* START Supplied passage *
Weekly Insights for Mineral Owners

Stay Informed with Tom Seng's Oil & Gas Commentary

Explore the latest trends and insights in the oil and gas industry with our expert analysis, tailored for mineral owners.

Weekly Oil & Gas Commentary

Guardian Mineral Management presents the ‘Weekly Oil & Gas Commentary’ series, offering timely updates and expert analysis on the ever-evolving oil and gas markets. Led by industry veteran Tom Seng, this series provides valuable insights that help mineral owners make informed decisions. Stay ahead of market trends with our in-depth commentary and understand the implications for your mineral assets.

Oil Prices Decline as Strait Traffic Resumes

Oil – Fundamental Analysis

May WTI futures moved substantially lower Friday on news that Iran was opening the Strait of Hormuz to all commercial traffic as a result of the announced cessation of Israel’s hostilities in Lebanon. Forecasts for war-related demand destruction also added pressure on prices. The first commercial crude inventory draw in (8) weeks, although small, had no impact on the price move lower nor did a collective drop in production coming out of OPEC.  Prices are now in a 9-day downtrend after peaking at $117.63/bl. on 04/07/26. WTI’s high was Monday’s $105.65/bl. while the Low was Friday’s $80.55 and representing a -24% decline. Brent crude for June traded in a similar pattern with its high on Monday at $103.90/bl. and the low on Friday at $86.10. Both grades settled much lower than last week and the WTI/Brent spread is now ($5.70). Prices are now where they were (5) weeks ago.
* END Supplied passage *
» **Problem description**: Rewrite the part of the oil market commentary that opens with the words containing "May WTI futures" and closes with "(5) weeks ago.", changing "Friday" to "Thursday" throughout.
* START Supplied records *
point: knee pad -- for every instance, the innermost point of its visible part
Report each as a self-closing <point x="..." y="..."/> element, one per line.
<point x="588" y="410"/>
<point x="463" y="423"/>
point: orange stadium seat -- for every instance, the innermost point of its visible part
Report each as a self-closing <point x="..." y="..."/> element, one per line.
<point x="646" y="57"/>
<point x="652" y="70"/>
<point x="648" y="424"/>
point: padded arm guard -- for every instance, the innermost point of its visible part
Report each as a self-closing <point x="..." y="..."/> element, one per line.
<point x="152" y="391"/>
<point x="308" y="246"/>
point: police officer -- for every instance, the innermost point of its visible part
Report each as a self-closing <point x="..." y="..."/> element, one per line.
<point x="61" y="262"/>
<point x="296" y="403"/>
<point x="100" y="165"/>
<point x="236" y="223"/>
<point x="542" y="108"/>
* END Supplied records *
» **Correct result**:
May WTI futures moved substantially lower Thursday on news that Iran was opening the Strait of Hormuz to all commercial traffic as a result of the announced cessation of Israel’s hostilities in Lebanon. Forecasts for war-related demand destruction also added pressure on prices. The first commercial crude inventory draw in (8) weeks, although small, had no impact on the price move lower nor did a collective drop in production coming out of OPEC.  Prices are now in a 9-day downtrend after peaking at $117.63/bl. on 04/07/26. WTI’s high was Monday’s $105.65/bl. while the Low was Thursday’s $80.55 and representing a -24% decline. Brent crude for June traded in a similar pattern with its high on Monday at $103.90/bl. and the low on Thursday at $86.10. Both grades settled much lower than last week and the WTI/Brent spread is now ($5.70). Prices are now where they were (5) weeks ago.